TASK 1 |
Sum up the Boyle biography in two sentences.
TASK 2 |
From the Boyle biography, pull out the stretch from "William Henry Boyle" through "and Cedar Creek.", word for word.

SOURCE DOCUMENT |
◆ ◆ ◆ ◆ ◆ ◆ ◆

William Henry Boyle (1836–1919) was an American Colonel of the American Civil War, the Indian Wars and the Spanish–American War. He participated in several battles in both wars, notably commanding the 9th Infantry Regiment during the Battle of San Juan Hill.

==American Civil War==
William was born on November 13, 1836, at New Utrecht, Brooklyn as the son of Nathaniel Boyle and Margaret L. Stillwell Boyle. He enlisted in the 5th New York Independent Light Artillery on January 19, 1862. Promoted to 1st Lieutenant, he served under George Crook and Philip Sheridan, receiving praise from both of them during his service. Boyle was promoted to Major in 1865 and participated at the battles of Harpers Ferry, Lynchburg and Cedar Creek.

==Indian wars==
Boyle continued to serve in the United States Army, being made a Second Lieutenant and sent to the Umatilla Indian Reservation from 1869 to 1871 as an agent. Initially dispatched to deal with the Yavapai War in 1872, he returned to the Department of the Columbia to fight in the Modoc War as an Adjutant and Field Quartermaster until 1873. In 1877, Boyle was given command of Fort Lapwai and began negotiations with Chief Joseph to prevent war with the Nez Perce. Elsewhere, he participated in conflicts with the Bannocks and the Northern Paiutes until June 1884 when he was transferred to Fort Sidney and Fort Randall. In 1883, as Boyle was prepared for promotion to captain, efforts on trying to find Boyle's date of birth remained in mystery as by 1895, it ranged from 1832 to 1838.

==Later years==
Along with Ezra P. Ewers, Boyle was initially given command of the 9th Infantry Regiment during the Battle of San Juan Hill but later given command of the 6th Artillery Regiment. Despite retiring from active service as a Colonel on 1904, Boyle was made a candidate to succeed Captain Quincy O. M. Gillmore to organize the New York Militia on June 12, 1906, after Captain Merch B. Stewart was deemed to be unavailable but Boyle personally denied the request. He died on April 22, 1919, at Plainfield, New Jersey and was buried at Arlington National Cemetery along with his wife, Elizabeth Cropsey Boyle.

◆ ◆ ◆ ◆ ◆ ◆ ◆

AVAILABLE DATA |
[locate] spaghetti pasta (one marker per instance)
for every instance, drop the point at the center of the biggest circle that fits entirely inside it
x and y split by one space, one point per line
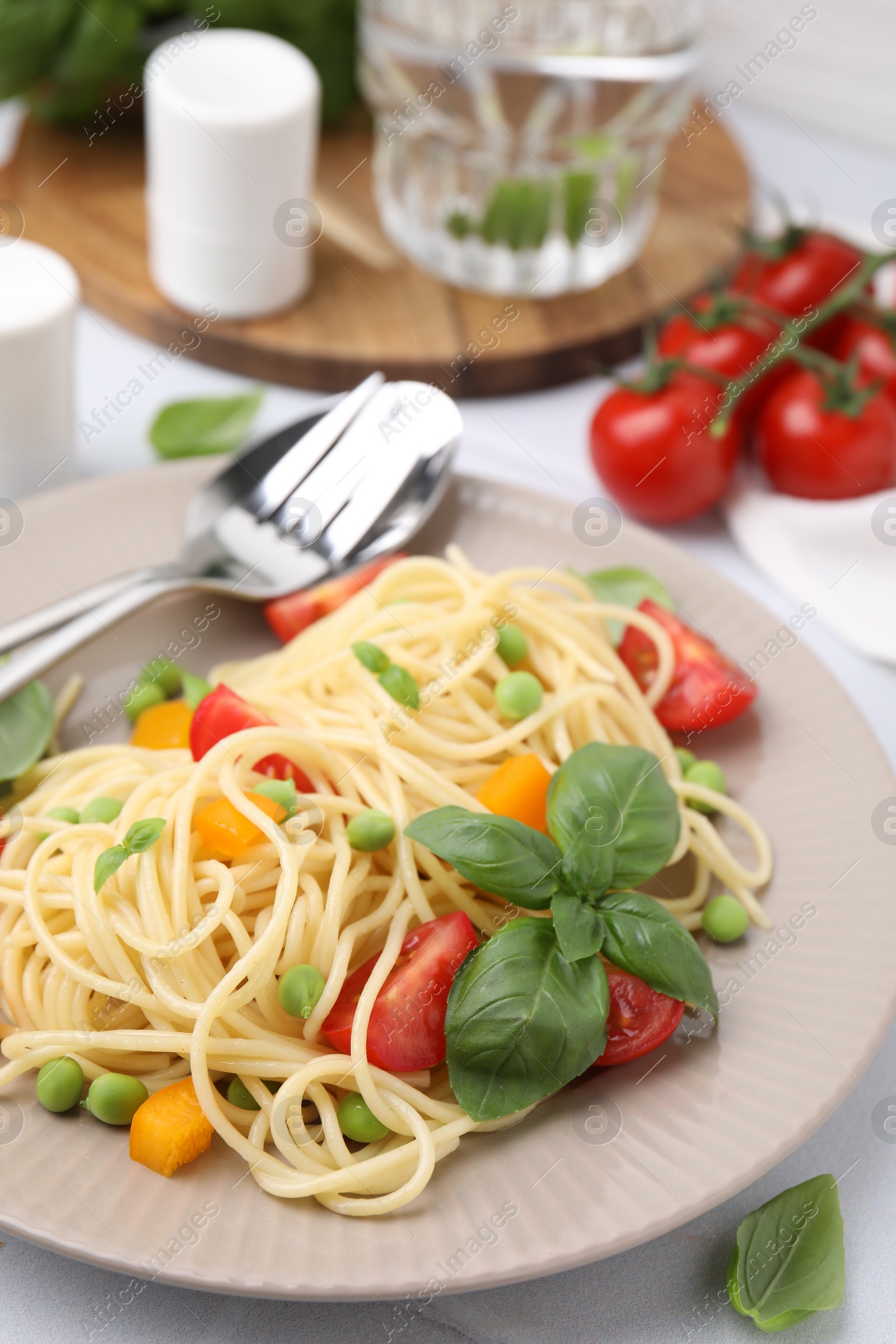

◆ ◆ ◆ ◆ ◆ ◆ ◆

EXERCISE RESULT 1 |
William Henry Boyle (1836–1919) was an American colonel who served in the Civil War, the Indian Wars and the Spanish–American War, rising to Major in 1865 and later commanding Fort Lapwai, where he negotiated with Chief Joseph to prevent war with the Nez Perce. He commanded the 9th Infantry Regiment at the Battle of San Juan Hill, retired as a Colonel in 1904, and was buried at Arlington National Cemetery after his death in 1919.

EXERCISE RESULT 2 |
William Henry Boyle (1836–1919) was an American Colonel of the American Civil War, the Indian Wars and the Spanish–American War. He participated in several battles in both wars, notably commanding the 9th Infantry Regiment during the Battle of San Juan Hill.

==American Civil War==
William was born on November 13, 1836, at New Utrecht, Brooklyn as the son of Nathaniel Boyle and Margaret L. Stillwell Boyle. He enlisted in the 5th New York Independent Light Artillery on January 19, 1862. Promoted to 1st Lieutenant, he served under George Crook and Philip Sheridan, receiving praise from both of them during his service. Boyle was promoted to Major in 1865 and participated at the battles of Harpers Ferry, Lynchburg and Cedar Creek.